━━━ Material to process

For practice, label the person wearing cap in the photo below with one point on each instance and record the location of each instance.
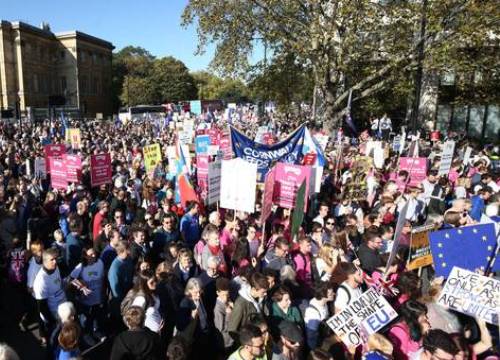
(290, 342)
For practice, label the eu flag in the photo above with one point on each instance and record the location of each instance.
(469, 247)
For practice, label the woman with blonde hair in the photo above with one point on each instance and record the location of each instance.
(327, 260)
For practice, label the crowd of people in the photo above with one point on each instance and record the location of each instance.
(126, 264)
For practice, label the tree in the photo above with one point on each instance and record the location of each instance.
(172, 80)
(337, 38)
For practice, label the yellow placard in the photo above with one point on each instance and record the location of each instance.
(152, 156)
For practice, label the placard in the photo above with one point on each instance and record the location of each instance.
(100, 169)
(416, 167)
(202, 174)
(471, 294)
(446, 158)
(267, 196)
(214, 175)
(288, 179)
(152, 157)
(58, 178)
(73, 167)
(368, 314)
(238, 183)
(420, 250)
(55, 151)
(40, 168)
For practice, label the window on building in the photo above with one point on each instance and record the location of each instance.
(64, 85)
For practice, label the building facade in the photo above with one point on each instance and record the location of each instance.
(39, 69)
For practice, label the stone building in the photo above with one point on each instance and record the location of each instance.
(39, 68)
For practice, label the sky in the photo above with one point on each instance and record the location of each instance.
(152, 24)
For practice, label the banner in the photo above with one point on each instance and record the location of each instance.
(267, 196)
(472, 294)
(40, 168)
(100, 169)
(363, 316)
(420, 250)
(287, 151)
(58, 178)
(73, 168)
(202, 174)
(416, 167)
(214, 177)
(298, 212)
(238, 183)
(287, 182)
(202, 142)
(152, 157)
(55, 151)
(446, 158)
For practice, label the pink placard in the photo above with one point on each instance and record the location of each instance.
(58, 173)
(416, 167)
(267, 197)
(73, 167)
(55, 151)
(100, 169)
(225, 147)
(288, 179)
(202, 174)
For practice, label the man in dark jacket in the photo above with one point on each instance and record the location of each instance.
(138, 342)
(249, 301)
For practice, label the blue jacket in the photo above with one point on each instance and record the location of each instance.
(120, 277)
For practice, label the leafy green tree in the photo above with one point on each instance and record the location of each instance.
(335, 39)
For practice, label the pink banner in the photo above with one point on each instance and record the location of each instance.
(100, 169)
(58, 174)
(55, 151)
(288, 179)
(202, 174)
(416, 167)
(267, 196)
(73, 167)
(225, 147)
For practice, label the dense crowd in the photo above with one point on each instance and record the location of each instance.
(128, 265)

━━━━━━
━━━ Material to process

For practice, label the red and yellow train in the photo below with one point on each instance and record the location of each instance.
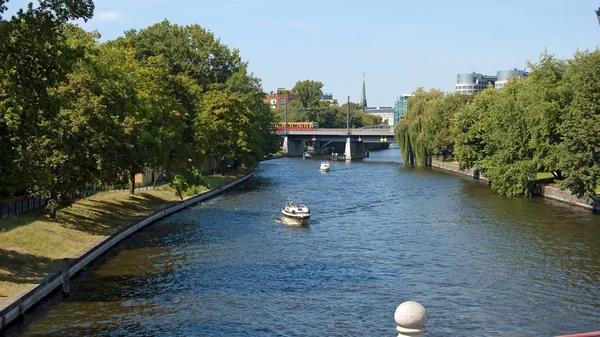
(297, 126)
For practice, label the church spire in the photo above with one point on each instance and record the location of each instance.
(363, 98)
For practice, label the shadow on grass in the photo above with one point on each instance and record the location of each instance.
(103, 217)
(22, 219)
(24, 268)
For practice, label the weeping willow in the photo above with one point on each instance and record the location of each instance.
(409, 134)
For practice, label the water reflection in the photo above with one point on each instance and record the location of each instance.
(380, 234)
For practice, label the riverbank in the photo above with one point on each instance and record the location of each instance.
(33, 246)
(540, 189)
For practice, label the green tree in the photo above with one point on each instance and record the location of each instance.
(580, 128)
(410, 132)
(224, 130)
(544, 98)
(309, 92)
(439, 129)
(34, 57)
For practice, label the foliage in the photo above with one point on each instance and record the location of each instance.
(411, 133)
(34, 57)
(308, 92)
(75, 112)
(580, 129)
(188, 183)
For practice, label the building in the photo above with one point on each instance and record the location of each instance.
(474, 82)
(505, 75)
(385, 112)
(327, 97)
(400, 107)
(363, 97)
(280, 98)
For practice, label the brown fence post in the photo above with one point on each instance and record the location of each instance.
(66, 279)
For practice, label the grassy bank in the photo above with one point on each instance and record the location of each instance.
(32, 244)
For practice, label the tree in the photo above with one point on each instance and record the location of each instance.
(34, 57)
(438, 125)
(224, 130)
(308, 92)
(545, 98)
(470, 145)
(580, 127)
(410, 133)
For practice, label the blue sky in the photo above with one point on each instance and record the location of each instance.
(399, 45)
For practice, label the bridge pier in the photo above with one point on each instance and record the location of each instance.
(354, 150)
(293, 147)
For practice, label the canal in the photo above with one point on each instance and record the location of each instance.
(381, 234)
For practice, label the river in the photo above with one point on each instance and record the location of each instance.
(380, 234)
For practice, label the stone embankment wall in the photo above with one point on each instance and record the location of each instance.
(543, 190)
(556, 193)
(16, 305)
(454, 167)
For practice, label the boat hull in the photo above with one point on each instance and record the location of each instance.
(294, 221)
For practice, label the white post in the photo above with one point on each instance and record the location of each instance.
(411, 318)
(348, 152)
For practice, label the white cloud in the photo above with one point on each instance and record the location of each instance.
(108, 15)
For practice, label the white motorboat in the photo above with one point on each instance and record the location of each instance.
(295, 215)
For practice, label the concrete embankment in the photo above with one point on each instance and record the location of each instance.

━━━━━━
━━━ Material to process

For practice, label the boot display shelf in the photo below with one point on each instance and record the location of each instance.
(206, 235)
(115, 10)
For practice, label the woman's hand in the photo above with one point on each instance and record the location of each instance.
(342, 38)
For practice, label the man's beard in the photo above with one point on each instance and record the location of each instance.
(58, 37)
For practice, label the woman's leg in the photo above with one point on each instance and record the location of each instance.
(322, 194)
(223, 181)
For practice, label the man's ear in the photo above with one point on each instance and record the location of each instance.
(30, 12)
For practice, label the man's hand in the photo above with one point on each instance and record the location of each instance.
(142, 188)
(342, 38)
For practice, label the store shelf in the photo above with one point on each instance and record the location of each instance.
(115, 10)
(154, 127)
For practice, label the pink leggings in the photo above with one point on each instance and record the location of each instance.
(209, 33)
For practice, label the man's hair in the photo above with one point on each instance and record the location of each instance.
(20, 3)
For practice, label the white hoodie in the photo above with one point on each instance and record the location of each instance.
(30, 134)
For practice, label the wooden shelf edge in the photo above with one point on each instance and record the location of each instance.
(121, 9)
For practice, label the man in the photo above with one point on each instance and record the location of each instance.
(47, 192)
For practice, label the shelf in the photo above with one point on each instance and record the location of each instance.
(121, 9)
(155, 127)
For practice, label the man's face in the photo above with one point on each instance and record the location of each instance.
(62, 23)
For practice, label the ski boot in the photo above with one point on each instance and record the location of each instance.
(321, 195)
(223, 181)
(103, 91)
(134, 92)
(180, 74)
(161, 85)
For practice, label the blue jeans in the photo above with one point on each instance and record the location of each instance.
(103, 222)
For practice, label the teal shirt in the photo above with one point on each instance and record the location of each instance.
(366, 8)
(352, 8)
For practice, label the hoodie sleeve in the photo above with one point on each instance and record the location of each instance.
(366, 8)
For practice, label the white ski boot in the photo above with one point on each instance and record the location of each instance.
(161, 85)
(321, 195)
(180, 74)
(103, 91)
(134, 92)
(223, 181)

━━━━━━

Identify each line in the records above that contains the word "placard", and copy every such line in full.

— Final answer —
For practice, label the yellow placard in the photo above with one point on each instance and record the location of each instance.
For practice, label the placard in the photo above with one point on each instance and record the location of each instance.
For practice, label the pink placard in the photo above with one point on each instance and record the location of each instance.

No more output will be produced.